**Provided records**
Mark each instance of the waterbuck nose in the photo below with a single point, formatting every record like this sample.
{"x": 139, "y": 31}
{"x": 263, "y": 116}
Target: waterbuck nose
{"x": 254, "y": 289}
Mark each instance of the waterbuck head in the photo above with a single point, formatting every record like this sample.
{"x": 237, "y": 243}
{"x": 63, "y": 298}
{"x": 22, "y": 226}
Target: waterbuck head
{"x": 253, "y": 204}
* * *
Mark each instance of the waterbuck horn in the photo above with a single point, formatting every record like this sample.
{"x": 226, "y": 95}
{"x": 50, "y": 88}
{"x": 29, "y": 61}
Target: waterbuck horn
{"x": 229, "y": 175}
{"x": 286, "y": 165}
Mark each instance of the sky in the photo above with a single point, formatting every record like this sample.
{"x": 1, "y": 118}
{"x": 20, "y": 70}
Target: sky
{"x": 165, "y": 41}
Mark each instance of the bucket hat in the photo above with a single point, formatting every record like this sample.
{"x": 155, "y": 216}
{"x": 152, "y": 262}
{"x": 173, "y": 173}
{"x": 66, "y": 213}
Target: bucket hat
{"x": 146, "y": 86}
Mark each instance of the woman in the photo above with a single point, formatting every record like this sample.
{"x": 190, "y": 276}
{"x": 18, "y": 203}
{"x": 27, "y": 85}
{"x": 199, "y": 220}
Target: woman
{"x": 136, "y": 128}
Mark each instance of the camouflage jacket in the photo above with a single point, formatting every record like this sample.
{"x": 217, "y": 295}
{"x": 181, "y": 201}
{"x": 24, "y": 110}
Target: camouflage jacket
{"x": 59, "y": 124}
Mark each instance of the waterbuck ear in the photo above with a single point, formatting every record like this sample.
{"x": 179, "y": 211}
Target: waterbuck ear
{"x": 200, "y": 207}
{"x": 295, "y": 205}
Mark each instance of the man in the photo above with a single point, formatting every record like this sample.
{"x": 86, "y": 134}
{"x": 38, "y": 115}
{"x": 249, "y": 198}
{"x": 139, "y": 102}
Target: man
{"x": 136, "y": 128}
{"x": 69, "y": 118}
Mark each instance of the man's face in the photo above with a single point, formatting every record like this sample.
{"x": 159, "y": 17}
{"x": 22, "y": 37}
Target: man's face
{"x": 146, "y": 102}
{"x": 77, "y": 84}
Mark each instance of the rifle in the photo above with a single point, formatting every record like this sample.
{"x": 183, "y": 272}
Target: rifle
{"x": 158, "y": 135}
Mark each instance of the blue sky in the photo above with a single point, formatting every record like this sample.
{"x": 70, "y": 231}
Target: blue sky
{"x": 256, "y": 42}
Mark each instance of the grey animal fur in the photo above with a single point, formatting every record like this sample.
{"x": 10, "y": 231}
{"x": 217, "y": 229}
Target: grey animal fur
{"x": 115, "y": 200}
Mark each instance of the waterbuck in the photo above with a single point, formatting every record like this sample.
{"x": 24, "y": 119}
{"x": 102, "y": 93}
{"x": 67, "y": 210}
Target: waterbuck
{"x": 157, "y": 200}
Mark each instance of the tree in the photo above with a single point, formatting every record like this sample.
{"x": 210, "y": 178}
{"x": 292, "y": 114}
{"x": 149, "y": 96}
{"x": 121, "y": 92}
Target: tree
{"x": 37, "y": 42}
==
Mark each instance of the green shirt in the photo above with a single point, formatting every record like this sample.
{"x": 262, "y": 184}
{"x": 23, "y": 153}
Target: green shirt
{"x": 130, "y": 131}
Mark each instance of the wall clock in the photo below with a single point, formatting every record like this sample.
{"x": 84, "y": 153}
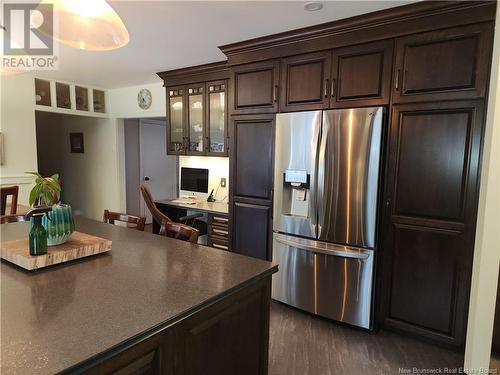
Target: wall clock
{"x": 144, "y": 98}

**What is required**
Whenever the word "below" occurs in a line above, copy that line.

**Result for this exercise**
Mark each instance of the waterbuck nose in the photo below with a single point, formatting every record like this sample.
Mark each instance of the wall clock in the photo below with a single point, formatting every record like this sample.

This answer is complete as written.